__Texte choisi__
L’Afrique, à l’image des autres continents, présente une histoire très riche et propre à elle. Considérée comme le berceau de l’humanité, notre continent se glorifie avec ce qui s’est passé en Egypte avec ces pyramides qui constituent aujourd’hui des vestiges intéressant tous les archéologues. Cependant, notre histoire récente a connu la traite négrière et la colonisation dont les conséquences sont le brassage culturelle et le développement technique, technologique et scientifique entre autres. Le départ du colon appelé communément la décolonisation a laissé en place de jeunes Etats avec des systèmes peu organisés et limités aux seules métropoles créées par l’envahisseur. Les guerres civiles, les coups d’Etat répétitifs, les dictatures, la boulimie du pouvoir, l’accaparement des richesses par l’élite politique ont ralenti le développement économique et social du continent. L’éducation, le socle irréfutable du développement humain durable, est également à la base de la démocratisation des systèmes de gouvernance.
Cinquante années après les indépendances, la démocratie est devenue un modèle de gouvernance et de gestion des affaires publiques. Cette situation a permis l’accentuation des mouvements syndicaux qui ont pris de l’ampleur dans les entreprises et les administrations publiques. Les mouvements de grève des élèves et des étudiants ont accompagné le processus de formation et ont toujours occasionné des pertes énormes en matière d’heures d’apprentissage.
Le Sénégal, considéré comme un modèle de stabilité sociale et de démocratie, a facilité la mise en place d’un mouvement syndical très diversifié qui a enregistré, il faut le reconnaître, d’importants acquis sociaux. Ce parcours, jalonné bien sûr par des grèves de toutes sortes, ne s’est pas réalisé sans conséquences aussi bien sur les travailleurs que sur les entreprises.
Pourtant, le mot grève revêt toute une histoire. En interrogeant justement l’histoire, nous nous rendons compte que les premières manifestations sous cette forme datent du règne du souverain Ramsès III où les ouvriers protestaient contre le retard de ravitaillement.
Cependant, il faut noter que c’est à partir de 1789 avec la Déclaration universelle des droits de l’Homme et du Citoyen que les travailleurs français ont commencé à s’organiser réellement.
Aujourd’hui, le travailleur a choisi entre plusieurs formes de grève même si certaines sont jugées contraires à la législation (grève de zèle, grève sauvage, grève générale, grève de la faim, etc.). La marche est également un moyen que les travailleurs utilisent parfois d’une manière spontanée pour manifester leur désaccord par rapport à une situation donnée sans respecter les formalités d’usage. Toutes ces formes montrent que la grève demeure un bras de fer entre le travailleur et l’employeur.

__Données fournies__
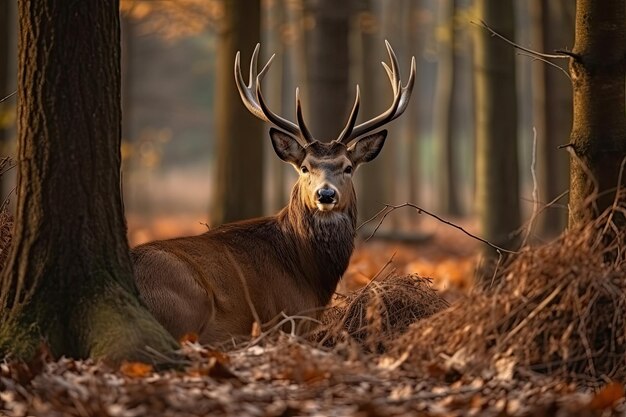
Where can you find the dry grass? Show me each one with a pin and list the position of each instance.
(379, 312)
(558, 309)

__Exercices__
a. Pour chacune des affirmations suivantes, dites si elle concorde avec le texte choisi en répondant par oui ou par non, puis citez mot pour mot les termes du texte qui tranchent la question.
(i) Les premières grèves remontent au règne de Ramsès III.
(ii) Le mouvement syndical sénégalais n’a obtenu aucun acquis social.
(iii) Les grèves des élèves et des étudiants n’ont causé aucune perte d’heures d’apprentissage.
b. Extrayez du texte choisi le passage qui va de « Pourtant, le mot » à « à s’organiser réellement. ».

__Corrigés ci-dessous__
a.
(i) Oui : « les premières manifestations sous cette forme datent du règne du souverain Ramsès III ».
(ii) Non : « a enregistré, il faut le reconnaître, d’importants acquis sociaux ».
(iii) Non : « ont toujours occasionné des pertes énormes en matière d’heures d’apprentissage ».

b.
Pourtant, le mot grève revêt toute une histoire. En interrogeant justement l’histoire, nous nous rendons compte que les premières manifestations sous cette forme datent du règne du souverain Ramsès III où les ouvriers protestaient contre le retard de ravitaillement.
Cependant, il faut noter que c’est à partir de 1789 avec la Déclaration universelle des droits de l’Homme et du Citoyen que les travailleurs français ont commencé à s’organiser réellement.